● **対象本文**:
# # # # #
おくりびとの日記

数多くの仏様を成仏させた「おくりびと」が、お葬式の出会いを綴ります。終活の参考になれば幸いです。

葬儀屋の出番はまだです

早朝に電話が鳴りました。「どうも死んでいるみたいなのだが、葬儀屋さん来てくれるかな」自宅介護を長く続けていて、いつ亡くなっても不思議ではないと言う状況の家族がいる場合、万が一の時にこのような電話がかかってくることは珍しくありません。その時に必ず聞き返す内容があります。「お医者様には、もう見せていただけましたか」です。「まだです」と返事が返って来ると「お医者様から死亡宣告を受けてください。そして死亡診断書を貰ってください。そうしないと葬儀屋はご遺体に触ることが出来ません」と答えます。


自宅で家族が亡くなった場合、持病や介護などでかかりつけ医(主治医)がいる場合は、まずその医師に連絡をとります。基本的には診察後24時間以内に治療した病気で死亡した場合は、改めて診察しなくても死亡診断書が交付されます。 最後の診察から24時間以上経過している場合でも、生前に診察や治療をしていた場合は、問題なく死亡診断書を書いてくれます。自宅看取りを可能にしている高齢者専門のかかり付け医の中は、臨終や看取りに間に合わなくとも、臨機応変対応し死亡診断書を記入してくれる場合が多くなりました。


大騒ぎになりかねないのは、シロウト眼にも明らかに死亡していると思われる状態のご遺体を家族が発見した場合です。死亡後の時間が経ている場合とか自殺やお風呂場の事故などでどう見ても亡くなっている場合は、お医者さんを呼んでも死亡診断書は書きません。


この場合は119番に連絡し状況を話します。救急隊が蘇生の可能性があるかもしれないと判断した場合は病院へ運んでくれます。しかし、心肺停止で瞳孔も拡散し冷たくなっているなどで死亡が確認できる場合には、救急隊員は何もせずに直ぐに不審死として警察に連絡します。そして何台ものパトカーがサイレンを鳴らしながら到着します。警察が介入するのは、死亡した原因が病死なのか自然死なのか、又はそれ以外の事件性の疑いがもたれる死因なのかを追求するためです。警察官の中の検視官が調べて死因が明らかでない場合には行政解剖が行われます。事件死の疑いがある場合は司法解剖になります。警察が入ると必ず家族は隔離されて事情聴取されますので「犯人扱いされた」と思う人が多いのですが、これは死因を特定するために行う大事な作業なので協力してください。
# # # # #
● **データ抜粋**:
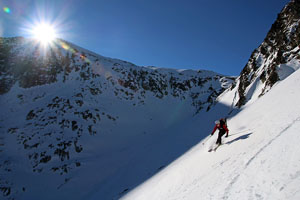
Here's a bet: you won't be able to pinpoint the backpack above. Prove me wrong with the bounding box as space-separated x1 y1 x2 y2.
219 118 227 129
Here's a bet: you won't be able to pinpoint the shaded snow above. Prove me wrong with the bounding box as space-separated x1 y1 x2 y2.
122 70 300 200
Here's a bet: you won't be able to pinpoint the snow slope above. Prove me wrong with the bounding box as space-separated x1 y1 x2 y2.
122 66 300 200
0 38 234 200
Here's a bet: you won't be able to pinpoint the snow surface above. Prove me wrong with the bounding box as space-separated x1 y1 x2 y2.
120 70 300 200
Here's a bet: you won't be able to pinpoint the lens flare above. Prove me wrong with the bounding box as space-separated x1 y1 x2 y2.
3 7 10 13
32 24 56 45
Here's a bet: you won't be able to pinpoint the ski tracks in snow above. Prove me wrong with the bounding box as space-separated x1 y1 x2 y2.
222 117 300 200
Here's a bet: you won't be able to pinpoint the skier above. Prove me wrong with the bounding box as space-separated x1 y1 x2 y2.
211 119 229 145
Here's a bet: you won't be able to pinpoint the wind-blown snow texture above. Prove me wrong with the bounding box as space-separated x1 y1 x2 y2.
122 64 300 200
0 0 300 200
0 38 234 199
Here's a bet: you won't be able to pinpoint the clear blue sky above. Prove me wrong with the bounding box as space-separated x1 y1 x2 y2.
0 0 289 75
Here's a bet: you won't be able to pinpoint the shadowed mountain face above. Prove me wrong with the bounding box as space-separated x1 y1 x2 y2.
0 38 234 199
235 0 300 107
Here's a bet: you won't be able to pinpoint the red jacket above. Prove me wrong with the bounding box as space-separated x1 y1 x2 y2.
211 124 229 135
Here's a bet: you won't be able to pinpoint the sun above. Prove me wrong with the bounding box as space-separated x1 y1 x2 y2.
31 23 56 45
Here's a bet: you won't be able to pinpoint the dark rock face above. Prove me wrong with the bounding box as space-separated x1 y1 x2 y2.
236 0 300 107
0 37 235 199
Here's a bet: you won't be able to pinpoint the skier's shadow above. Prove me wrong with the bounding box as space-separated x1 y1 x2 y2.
226 133 252 144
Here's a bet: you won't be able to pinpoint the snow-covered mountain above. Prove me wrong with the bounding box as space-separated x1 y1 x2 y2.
0 37 234 199
0 0 300 200
120 54 300 200
231 0 300 107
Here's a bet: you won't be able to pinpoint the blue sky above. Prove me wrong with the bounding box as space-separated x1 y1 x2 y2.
0 0 289 75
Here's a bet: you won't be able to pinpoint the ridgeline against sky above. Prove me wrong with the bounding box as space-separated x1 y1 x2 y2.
0 0 289 75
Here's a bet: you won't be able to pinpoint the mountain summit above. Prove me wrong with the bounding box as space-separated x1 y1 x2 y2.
0 37 234 199
229 0 300 107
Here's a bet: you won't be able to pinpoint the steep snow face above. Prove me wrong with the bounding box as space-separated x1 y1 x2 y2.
0 38 234 199
235 0 300 107
122 56 300 200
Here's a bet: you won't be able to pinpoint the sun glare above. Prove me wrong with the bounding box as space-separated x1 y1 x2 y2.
32 24 56 45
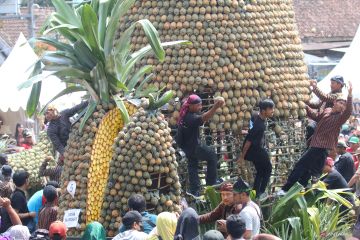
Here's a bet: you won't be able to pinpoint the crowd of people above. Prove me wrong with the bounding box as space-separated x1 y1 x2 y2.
0 76 360 240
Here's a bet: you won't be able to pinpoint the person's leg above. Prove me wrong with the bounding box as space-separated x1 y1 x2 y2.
260 149 272 194
186 154 200 195
252 148 272 196
282 148 316 191
196 145 218 186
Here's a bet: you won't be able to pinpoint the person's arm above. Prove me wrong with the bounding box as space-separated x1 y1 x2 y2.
339 82 353 125
311 80 338 103
61 101 89 117
39 158 56 177
199 203 224 224
201 100 224 122
0 197 22 226
305 105 321 122
238 140 251 163
306 101 322 109
47 125 65 155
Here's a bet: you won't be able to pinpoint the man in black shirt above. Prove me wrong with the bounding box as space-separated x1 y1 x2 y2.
335 141 355 182
11 171 36 232
45 102 88 158
176 94 224 196
238 99 275 198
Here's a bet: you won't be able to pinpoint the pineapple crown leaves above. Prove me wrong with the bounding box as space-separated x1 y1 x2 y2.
18 0 190 131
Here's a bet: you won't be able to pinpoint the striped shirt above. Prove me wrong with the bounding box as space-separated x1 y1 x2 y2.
39 161 63 184
306 97 352 149
38 203 58 230
309 86 342 111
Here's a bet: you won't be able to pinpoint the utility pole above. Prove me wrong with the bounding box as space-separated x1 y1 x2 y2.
28 0 35 38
# # # # #
● **課題 A**: おくりびとの日記によると、事件死の疑いがある場合に行われる解剖は何ですか。
● **課題 B**: おくりびとの日記の続きを書いてください。

● **回答 A**: 司法解剖です。

● **回答 B**:
突然亡くなっている家族を見つけた時に、周りが絶対にやってはいけないことはご遺体を動かすことです。家族の立場からみたら汚れているご遺体の状態を整えてあげたいと思ってしまいますが、警察到着前にご遺体を動かしたり着替えさせたりしてしまうと証拠隠滅をしていると誤解され、その後何回も聴取と確認が行われ、精神的負担が大きくなります。


不審死は監察医の検視の為に警察へ運ばれます。しかし中には、自宅での検視や鑑識調査で事件性が無いと判断される場合もあります。「葬儀屋さんに連絡しても良いですよ」と警察官が伝え、その段階で死体検案書が発行されますから、そこで葬儀屋の手配をしてください。


葬儀屋への連絡は亡くなっているのを見つけた直後でもかまいませんが、死亡診断書か死体検案書が発行されていない場合は手を付けられません。万が一、ドライアイスをあてるなどの行為をしてしまうと死体損壊罪になる可能性があるのです。死体損壊遺棄罪(したいそんかいいきざい)とは、死体、遺骨、遺髪又は棺に納めてある物を損壊し遺棄し、又は領得する犯罪(刑法第190条)になり法定刑は3年以下の懲役です。


葬儀屋がご遺体に触れることが出来るのは、キチンと死亡宣告が交付された後なのです。